# What the task asks:
Count the lines in the material below that contain the string "wall". Reply with that number alone.

# Data supplied:

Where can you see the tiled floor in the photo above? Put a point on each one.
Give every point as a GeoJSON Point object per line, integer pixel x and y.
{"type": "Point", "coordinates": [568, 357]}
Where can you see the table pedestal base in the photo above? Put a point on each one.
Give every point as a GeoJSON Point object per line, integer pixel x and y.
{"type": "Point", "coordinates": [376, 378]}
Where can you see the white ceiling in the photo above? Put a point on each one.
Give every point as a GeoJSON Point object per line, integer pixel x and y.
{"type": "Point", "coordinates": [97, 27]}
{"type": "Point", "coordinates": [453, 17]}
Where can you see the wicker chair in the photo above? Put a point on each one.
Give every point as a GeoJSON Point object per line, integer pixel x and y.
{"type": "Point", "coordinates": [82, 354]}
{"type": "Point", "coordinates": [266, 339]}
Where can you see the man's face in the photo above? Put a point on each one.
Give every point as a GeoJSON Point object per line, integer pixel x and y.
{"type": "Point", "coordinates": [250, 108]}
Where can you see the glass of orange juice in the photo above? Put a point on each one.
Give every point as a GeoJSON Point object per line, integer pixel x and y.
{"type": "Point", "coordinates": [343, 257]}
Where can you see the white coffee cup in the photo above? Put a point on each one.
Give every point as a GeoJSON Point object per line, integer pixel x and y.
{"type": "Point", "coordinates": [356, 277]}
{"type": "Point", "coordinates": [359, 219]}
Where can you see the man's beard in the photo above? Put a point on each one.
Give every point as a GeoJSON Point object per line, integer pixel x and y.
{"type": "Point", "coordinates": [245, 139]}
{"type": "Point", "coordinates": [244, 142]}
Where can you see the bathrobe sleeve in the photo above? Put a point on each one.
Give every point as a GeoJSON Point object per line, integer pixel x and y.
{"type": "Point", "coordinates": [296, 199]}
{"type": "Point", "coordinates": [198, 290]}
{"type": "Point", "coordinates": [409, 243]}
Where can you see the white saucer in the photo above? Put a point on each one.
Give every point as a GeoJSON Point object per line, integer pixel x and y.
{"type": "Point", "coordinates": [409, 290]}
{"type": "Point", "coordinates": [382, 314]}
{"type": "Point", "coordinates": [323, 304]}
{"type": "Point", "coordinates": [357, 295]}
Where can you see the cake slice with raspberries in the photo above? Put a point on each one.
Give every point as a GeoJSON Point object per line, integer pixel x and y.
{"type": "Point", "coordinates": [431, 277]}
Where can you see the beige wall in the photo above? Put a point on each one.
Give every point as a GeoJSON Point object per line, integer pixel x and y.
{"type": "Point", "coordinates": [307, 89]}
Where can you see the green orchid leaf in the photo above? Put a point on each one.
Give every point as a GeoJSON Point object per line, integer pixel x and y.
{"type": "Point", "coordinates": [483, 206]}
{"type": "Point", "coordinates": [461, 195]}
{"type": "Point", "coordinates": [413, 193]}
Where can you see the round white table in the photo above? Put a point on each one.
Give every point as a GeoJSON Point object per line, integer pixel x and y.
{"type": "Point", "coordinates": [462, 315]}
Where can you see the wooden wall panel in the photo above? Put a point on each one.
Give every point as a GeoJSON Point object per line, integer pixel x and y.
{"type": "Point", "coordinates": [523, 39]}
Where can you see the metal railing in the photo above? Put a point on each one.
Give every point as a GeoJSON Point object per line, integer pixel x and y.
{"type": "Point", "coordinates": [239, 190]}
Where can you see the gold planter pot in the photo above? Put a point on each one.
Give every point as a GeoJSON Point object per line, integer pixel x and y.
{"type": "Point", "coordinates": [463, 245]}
* * *
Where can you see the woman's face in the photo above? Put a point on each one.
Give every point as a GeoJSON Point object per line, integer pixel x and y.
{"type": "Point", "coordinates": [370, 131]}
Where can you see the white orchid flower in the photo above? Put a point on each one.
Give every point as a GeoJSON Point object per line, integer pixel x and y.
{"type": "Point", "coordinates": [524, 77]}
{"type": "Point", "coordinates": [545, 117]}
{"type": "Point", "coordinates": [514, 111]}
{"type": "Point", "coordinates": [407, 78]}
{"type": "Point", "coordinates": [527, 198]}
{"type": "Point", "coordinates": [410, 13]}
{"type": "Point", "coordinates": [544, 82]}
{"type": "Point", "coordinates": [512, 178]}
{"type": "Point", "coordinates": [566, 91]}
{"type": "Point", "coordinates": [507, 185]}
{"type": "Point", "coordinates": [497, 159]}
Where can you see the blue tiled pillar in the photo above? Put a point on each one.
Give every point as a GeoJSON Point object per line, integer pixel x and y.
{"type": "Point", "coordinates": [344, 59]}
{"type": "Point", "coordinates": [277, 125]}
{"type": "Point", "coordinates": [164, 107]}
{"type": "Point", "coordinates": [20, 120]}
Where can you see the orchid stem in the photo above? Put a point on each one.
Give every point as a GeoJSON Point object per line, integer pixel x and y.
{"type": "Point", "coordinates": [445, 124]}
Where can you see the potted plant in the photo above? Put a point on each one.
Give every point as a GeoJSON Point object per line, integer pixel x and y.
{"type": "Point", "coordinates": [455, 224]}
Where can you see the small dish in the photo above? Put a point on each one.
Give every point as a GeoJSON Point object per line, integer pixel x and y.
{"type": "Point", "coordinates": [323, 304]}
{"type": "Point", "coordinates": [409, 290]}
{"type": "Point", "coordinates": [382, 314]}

# Response to this task:
2